(Dataset entries)
>> begin

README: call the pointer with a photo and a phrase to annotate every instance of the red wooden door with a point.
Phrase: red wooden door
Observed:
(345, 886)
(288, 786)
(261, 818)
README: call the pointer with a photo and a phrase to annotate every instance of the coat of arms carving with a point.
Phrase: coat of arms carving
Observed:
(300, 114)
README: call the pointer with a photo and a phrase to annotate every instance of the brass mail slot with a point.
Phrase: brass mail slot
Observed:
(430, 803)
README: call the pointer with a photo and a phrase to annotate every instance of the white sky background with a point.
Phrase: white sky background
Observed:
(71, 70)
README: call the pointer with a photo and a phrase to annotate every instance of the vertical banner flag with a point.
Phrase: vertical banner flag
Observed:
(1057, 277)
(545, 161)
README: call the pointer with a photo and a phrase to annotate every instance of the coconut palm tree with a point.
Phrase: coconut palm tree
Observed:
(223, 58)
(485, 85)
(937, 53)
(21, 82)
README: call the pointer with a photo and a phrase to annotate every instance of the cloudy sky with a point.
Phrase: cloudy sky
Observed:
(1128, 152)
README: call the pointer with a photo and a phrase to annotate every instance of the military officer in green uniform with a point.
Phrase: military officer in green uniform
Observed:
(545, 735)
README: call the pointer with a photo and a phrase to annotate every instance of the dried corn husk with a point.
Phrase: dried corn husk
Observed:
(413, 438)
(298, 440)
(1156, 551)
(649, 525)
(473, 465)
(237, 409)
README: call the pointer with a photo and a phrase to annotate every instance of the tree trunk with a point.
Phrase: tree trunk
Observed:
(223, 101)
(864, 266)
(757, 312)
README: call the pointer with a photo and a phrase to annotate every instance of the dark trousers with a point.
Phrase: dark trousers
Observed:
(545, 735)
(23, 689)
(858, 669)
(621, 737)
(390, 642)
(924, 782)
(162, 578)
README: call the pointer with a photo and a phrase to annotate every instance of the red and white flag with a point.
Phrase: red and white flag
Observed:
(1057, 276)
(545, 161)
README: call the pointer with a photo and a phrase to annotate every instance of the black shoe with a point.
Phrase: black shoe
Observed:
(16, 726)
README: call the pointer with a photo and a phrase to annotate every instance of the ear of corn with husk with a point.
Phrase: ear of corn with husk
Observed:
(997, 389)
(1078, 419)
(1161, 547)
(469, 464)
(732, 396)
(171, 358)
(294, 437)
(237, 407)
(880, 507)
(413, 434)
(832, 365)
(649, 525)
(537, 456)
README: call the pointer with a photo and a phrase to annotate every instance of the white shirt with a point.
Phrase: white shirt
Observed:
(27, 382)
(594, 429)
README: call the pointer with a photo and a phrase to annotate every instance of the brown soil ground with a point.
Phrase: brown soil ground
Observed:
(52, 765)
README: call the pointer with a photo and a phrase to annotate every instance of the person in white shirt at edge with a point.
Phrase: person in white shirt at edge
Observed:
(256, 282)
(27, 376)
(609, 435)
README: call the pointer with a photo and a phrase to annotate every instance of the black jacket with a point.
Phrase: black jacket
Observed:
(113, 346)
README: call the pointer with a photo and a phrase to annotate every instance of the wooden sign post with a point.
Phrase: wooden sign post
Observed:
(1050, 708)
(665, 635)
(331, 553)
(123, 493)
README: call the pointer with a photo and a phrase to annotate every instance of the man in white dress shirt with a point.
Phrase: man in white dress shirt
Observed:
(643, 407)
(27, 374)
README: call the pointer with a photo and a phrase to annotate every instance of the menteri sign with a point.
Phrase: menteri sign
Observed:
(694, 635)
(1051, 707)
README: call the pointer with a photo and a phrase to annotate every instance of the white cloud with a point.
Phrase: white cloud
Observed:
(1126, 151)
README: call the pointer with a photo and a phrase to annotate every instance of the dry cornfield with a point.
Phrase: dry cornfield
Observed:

>> end

Reproduce the lines of the material from the line containing "post with a point." through the line containing "(1051, 707)", both included, with no changes.

README: call the pointer with a photo and a phrase to annotate every instance of the wooden sign post with a point.
Phrase: wooden sign post
Observed:
(1050, 708)
(665, 635)
(331, 553)
(123, 493)
README: call the pointer with a photo and a phrase to annotate every instance of the man in white dress shirt with a point.
Phrase: man in white dress shirt
Observed:
(643, 407)
(27, 374)
README: call the pointer with a photo and a phrase to annotate every instance of the menteri sign with a point.
Phrase: menteri sign
Observed:
(694, 635)
(1051, 707)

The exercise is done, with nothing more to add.